- _Instruction_
Reproduce the stretch of lines from the one containing "Every <instance> block" through the one containing "negative clicks: (67, 198) (32, 0)", both included, with nothing changed.

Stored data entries

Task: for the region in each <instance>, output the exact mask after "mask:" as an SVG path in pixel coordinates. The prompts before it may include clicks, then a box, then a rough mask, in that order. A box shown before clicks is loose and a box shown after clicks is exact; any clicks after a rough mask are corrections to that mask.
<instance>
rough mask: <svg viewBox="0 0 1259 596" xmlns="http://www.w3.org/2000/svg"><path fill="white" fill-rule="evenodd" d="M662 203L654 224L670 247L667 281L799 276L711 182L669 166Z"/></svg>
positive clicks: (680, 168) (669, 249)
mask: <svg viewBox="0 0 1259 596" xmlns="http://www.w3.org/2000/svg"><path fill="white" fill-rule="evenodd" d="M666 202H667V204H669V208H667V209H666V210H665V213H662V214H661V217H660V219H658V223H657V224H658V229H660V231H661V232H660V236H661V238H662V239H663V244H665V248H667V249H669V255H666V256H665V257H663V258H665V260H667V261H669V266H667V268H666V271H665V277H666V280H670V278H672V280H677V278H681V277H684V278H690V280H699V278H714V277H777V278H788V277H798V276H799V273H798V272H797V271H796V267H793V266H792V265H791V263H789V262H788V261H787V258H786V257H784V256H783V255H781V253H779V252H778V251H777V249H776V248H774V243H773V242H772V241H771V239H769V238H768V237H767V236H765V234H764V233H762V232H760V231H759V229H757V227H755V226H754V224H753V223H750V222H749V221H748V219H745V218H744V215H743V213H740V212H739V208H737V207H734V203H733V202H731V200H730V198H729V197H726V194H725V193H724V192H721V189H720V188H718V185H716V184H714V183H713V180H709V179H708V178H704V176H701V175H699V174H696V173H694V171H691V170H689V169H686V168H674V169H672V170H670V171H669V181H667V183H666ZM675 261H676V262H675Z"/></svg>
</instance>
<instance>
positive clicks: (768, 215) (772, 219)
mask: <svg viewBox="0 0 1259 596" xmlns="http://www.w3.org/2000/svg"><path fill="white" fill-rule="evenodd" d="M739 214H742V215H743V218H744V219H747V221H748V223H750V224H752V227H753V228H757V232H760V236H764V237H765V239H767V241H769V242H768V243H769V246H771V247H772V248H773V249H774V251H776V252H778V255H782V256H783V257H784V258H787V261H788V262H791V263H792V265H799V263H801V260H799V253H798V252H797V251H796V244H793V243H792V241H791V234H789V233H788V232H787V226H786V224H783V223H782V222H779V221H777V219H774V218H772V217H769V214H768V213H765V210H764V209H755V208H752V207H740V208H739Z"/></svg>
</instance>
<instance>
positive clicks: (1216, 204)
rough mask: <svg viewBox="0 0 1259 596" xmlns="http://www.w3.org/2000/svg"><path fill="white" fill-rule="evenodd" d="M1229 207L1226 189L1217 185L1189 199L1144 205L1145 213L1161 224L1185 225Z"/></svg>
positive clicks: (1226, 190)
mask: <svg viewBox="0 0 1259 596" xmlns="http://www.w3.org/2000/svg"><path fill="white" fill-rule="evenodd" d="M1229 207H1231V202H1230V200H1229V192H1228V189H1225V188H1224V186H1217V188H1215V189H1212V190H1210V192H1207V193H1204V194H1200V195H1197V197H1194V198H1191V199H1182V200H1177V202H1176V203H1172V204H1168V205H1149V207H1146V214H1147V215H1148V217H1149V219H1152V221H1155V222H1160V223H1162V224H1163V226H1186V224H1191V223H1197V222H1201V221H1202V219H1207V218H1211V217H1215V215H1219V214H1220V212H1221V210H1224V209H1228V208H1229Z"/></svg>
---
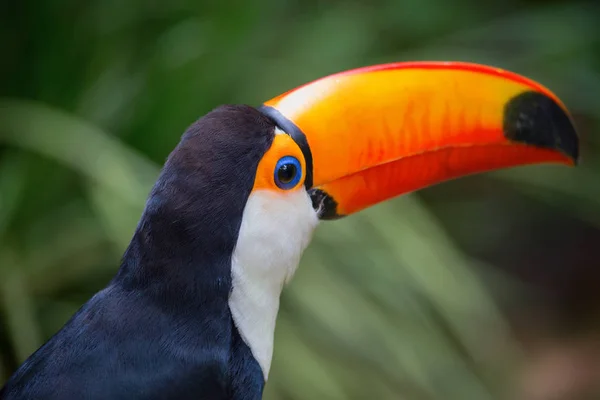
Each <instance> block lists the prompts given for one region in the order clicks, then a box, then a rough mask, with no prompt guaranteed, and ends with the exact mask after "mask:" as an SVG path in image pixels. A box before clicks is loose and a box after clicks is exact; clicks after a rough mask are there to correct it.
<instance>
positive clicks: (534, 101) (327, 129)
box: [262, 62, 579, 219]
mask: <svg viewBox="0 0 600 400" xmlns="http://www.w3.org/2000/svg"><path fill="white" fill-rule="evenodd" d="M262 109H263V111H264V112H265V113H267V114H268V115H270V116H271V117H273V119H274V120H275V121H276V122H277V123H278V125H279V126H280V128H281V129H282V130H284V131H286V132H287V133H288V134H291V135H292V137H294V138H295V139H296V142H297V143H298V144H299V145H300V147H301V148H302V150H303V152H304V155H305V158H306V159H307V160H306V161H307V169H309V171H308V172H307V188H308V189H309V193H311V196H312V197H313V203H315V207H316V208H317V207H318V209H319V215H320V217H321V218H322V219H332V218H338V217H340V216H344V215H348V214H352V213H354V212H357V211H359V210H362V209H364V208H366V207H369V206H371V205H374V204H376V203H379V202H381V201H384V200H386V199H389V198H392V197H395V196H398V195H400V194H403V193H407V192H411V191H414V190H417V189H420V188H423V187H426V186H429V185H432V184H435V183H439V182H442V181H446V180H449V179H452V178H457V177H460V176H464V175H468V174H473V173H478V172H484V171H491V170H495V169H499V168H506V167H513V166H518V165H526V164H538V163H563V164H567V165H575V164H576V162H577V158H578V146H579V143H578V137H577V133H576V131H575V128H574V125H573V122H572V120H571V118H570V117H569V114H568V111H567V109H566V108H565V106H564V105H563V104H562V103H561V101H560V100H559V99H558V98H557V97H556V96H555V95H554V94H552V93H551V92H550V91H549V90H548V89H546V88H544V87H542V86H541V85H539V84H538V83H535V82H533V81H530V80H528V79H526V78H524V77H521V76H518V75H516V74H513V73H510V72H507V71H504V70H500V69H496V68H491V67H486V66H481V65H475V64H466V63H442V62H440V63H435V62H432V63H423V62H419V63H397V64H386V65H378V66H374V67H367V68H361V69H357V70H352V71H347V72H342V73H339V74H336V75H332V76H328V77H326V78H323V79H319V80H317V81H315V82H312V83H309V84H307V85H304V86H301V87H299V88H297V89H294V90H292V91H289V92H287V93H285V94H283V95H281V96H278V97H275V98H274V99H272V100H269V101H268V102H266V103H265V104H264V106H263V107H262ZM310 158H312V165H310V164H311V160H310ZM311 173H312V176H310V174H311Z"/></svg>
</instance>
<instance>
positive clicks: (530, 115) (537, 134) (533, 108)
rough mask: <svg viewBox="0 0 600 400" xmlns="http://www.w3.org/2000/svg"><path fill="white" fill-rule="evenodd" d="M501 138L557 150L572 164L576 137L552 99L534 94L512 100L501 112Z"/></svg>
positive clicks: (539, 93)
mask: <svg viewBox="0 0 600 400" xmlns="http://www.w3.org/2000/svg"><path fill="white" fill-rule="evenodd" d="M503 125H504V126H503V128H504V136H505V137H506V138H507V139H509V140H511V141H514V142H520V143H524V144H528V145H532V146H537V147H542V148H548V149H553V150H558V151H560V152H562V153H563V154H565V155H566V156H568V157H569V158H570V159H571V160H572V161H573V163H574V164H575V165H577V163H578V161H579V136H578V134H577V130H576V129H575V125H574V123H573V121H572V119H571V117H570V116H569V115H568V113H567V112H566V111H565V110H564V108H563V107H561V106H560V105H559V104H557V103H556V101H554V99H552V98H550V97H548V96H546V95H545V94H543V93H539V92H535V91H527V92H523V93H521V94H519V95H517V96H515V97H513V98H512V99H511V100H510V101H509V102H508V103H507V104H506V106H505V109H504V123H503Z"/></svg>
==
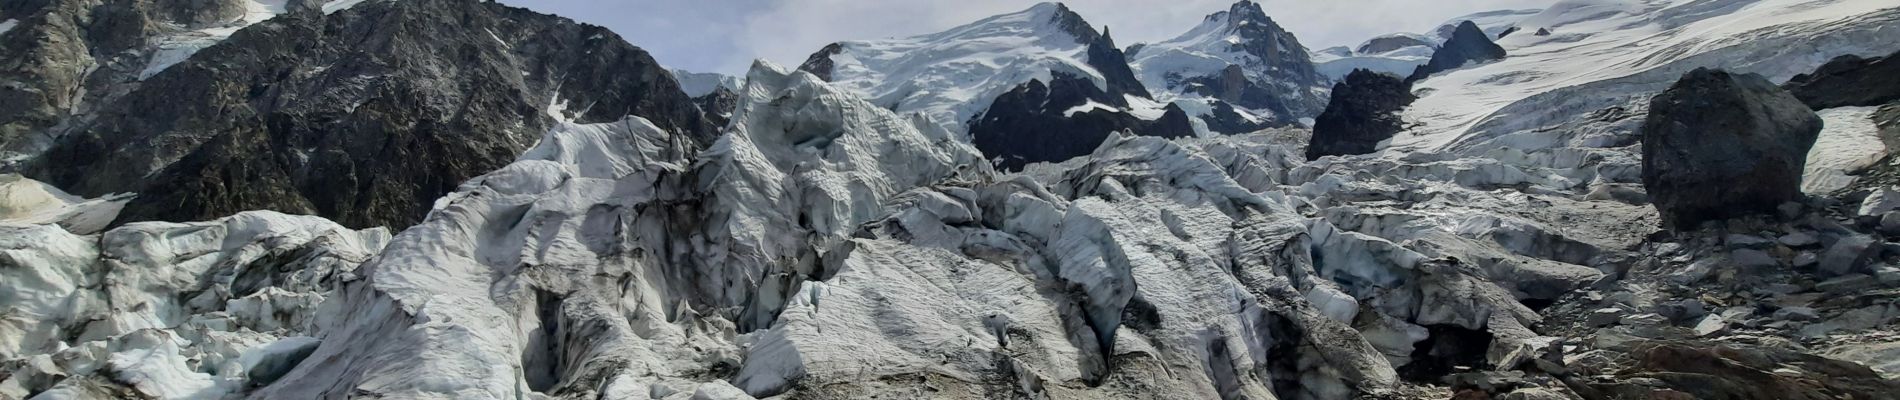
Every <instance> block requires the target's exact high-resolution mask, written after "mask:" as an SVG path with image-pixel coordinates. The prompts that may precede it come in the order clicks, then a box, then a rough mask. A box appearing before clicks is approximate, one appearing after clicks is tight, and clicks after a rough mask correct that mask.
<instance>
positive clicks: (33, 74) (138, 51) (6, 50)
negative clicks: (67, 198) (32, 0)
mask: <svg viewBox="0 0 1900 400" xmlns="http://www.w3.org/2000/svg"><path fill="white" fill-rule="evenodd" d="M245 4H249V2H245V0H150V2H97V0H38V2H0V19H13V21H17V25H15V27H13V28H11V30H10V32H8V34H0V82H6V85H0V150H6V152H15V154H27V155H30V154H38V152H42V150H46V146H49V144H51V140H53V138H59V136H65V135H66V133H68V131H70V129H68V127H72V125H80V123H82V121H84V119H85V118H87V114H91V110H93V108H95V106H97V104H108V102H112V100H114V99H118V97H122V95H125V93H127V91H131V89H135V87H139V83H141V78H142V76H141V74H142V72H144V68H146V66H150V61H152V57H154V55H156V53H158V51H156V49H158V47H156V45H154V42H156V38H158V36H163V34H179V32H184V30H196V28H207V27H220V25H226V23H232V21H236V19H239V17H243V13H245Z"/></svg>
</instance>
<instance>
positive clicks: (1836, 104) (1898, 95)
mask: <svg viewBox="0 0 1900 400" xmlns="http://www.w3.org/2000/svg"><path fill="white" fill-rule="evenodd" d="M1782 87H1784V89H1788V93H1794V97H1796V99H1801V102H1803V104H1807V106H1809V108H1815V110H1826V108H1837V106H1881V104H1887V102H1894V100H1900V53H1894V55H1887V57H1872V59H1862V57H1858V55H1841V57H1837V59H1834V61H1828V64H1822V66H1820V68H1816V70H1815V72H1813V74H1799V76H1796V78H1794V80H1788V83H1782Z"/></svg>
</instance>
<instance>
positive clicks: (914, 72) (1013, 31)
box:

- _Result_
Every <instance> block requires the target's exact high-resolution mask, written after "mask:" as an SVG path with image-pixel coordinates. The prompts that may precede it come in the order clicks, then a box, then a rough mask. A box appearing before clicks is approximate, one appearing after clicks is tight, and clicks after a rough mask correct that mask.
<instance>
positive clicks: (33, 74) (138, 51) (6, 50)
negative clicks: (67, 198) (32, 0)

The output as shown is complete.